____ MATERIAL SHOWN

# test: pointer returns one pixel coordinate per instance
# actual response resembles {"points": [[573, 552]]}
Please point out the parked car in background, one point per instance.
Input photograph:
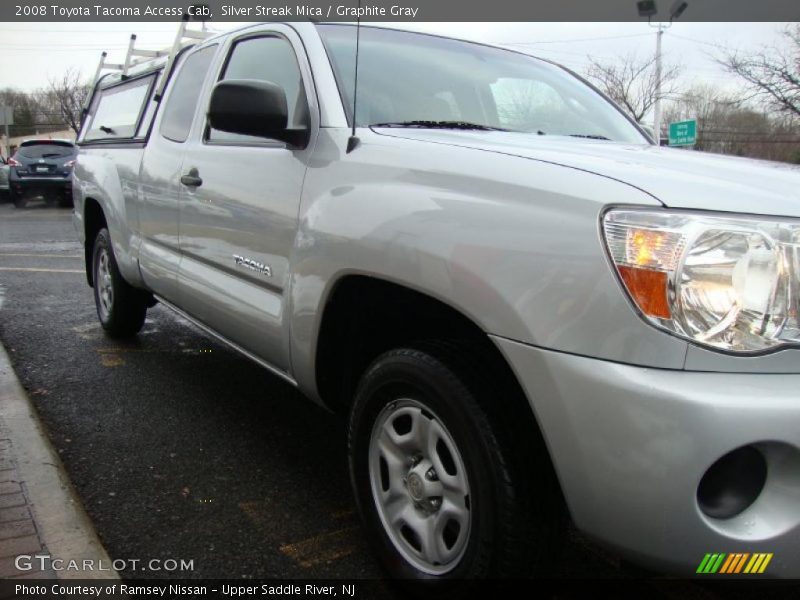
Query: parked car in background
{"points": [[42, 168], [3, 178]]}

________
____ MATERIAL SHOWN

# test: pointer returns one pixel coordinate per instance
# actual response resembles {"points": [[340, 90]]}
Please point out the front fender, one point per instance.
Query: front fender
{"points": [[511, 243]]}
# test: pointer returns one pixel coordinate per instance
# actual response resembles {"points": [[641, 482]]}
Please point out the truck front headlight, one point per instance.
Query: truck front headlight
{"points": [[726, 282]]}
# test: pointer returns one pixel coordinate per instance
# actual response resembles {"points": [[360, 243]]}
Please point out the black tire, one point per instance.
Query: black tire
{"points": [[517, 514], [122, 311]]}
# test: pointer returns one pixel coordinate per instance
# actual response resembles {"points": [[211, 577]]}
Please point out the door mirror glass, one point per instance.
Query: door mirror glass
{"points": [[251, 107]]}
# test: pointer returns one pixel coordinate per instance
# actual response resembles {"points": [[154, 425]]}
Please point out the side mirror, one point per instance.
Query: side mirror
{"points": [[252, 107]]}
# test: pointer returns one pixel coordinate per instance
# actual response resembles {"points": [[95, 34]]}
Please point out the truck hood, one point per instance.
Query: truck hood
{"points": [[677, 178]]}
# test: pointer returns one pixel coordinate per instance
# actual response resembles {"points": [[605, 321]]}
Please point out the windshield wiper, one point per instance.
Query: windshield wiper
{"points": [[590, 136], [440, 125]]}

________
____ MATERIAL SHOWN

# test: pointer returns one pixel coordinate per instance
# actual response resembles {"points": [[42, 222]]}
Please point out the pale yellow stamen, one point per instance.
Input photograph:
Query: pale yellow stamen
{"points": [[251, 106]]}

________

**WHAT TO WORK ON:**
Copy out every line of the entries above that contains the word "tire", matching uppercase and lowercase exactly.

**RESPONSE TO THIS EXERCISE:**
Please point out the black tire, one point per instance.
Query: black tire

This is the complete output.